*** Opening Records ***

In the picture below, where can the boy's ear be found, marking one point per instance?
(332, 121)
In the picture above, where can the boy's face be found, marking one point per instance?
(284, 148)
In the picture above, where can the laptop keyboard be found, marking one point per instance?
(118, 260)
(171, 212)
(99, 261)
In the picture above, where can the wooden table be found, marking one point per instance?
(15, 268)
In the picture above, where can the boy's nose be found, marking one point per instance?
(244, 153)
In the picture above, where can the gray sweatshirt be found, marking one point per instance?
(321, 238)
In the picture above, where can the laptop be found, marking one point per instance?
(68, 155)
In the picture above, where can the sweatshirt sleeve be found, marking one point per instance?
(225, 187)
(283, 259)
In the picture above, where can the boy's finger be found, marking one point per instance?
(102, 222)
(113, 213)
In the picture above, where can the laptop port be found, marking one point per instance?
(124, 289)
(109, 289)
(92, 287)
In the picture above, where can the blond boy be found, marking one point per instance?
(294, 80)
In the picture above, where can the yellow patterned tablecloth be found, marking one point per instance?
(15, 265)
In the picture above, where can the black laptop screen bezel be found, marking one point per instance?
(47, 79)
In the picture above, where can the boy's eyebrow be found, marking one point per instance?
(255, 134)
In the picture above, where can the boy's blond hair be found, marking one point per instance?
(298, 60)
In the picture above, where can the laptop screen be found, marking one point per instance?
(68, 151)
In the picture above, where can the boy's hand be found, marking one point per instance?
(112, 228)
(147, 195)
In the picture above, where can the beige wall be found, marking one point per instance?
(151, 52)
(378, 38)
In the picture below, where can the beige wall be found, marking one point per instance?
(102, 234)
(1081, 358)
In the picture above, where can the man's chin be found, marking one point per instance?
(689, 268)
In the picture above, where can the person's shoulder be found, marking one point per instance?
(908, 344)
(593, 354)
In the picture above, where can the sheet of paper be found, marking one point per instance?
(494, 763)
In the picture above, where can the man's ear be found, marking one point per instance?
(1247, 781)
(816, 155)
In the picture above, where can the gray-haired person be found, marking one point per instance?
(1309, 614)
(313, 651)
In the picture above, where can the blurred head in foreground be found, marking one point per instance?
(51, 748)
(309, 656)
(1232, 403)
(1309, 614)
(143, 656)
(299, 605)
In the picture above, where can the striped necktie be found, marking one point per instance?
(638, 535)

*** Closing Records ***

[Exercise]
Your task is to output all of the data above word for word.

[Solution for this task]
In the picture below, where can the boy's ear be found, marking one point per instance?
(332, 121)
In the picture above, where can the boy's face be found, marking one point per instance?
(284, 148)
In the picture above, where can the laptop keyboard be found, marking one point per instance?
(118, 260)
(171, 212)
(99, 261)
In the picture above, where can the wooden table be found, marking one point per instance?
(15, 268)
In the picture above, where can the boy's nose be found, marking one point per instance?
(244, 153)
In the picture above, where can the gray sweatshirt be found, marking one point per instance?
(321, 238)
In the picture above, where can the laptop be found, marking one point per instance?
(68, 155)
In the picture above, where can the sweatshirt sleeve be found, marking one point per instance?
(225, 187)
(283, 259)
In the picture above, where can the boy's finger be found, marking one point per instance?
(102, 222)
(113, 213)
In the picture above, where can the laptop port be found, marking one point per instance?
(124, 289)
(109, 289)
(92, 287)
In the picture above, where can the blond boy be found, marking one point per instance?
(294, 80)
In the picture above, where can the yellow patterned tablecloth be found, marking one point per instance?
(15, 265)
In the picture above, where can the black laptop screen bezel be found, marking one point per instance?
(47, 79)
In the picture above, where can the boy's eyebrow be found, marking one point per instance?
(255, 134)
In the picture above, where can the boy's blond hair be found, marking one point per instance?
(298, 60)
In the picture above, where can the laptop screen be found, marking one point per instance?
(68, 151)
In the picture above, where can the boy's hand be found, marking one point per instance?
(112, 228)
(147, 195)
In the picture above, where can the beige wall be found, marking one point per instance?
(151, 52)
(378, 38)
In the picture below, where can the beige wall be found, marking one point per instance?
(102, 234)
(1081, 358)
In the picture above, where can the man's chin be found, marking one point per instance?
(689, 268)
In the picture above, where can the person's shoulder be found, marking one point per instance?
(908, 344)
(593, 354)
In the picture above, where can the sheet of paper be found, marking one point per instance?
(494, 763)
In the picture above, where can the man's ear be found, marking one point per instance?
(1247, 781)
(816, 155)
In the picture above, where can the gray-haired person be found, marking one point per instance?
(1309, 614)
(313, 651)
In the picture above, where can the blurred head in foreground be found, marking one point per instance?
(51, 748)
(309, 656)
(1232, 403)
(1309, 614)
(143, 656)
(299, 605)
In the picture above, where can the striped necktie be found, marking one point per instance?
(638, 535)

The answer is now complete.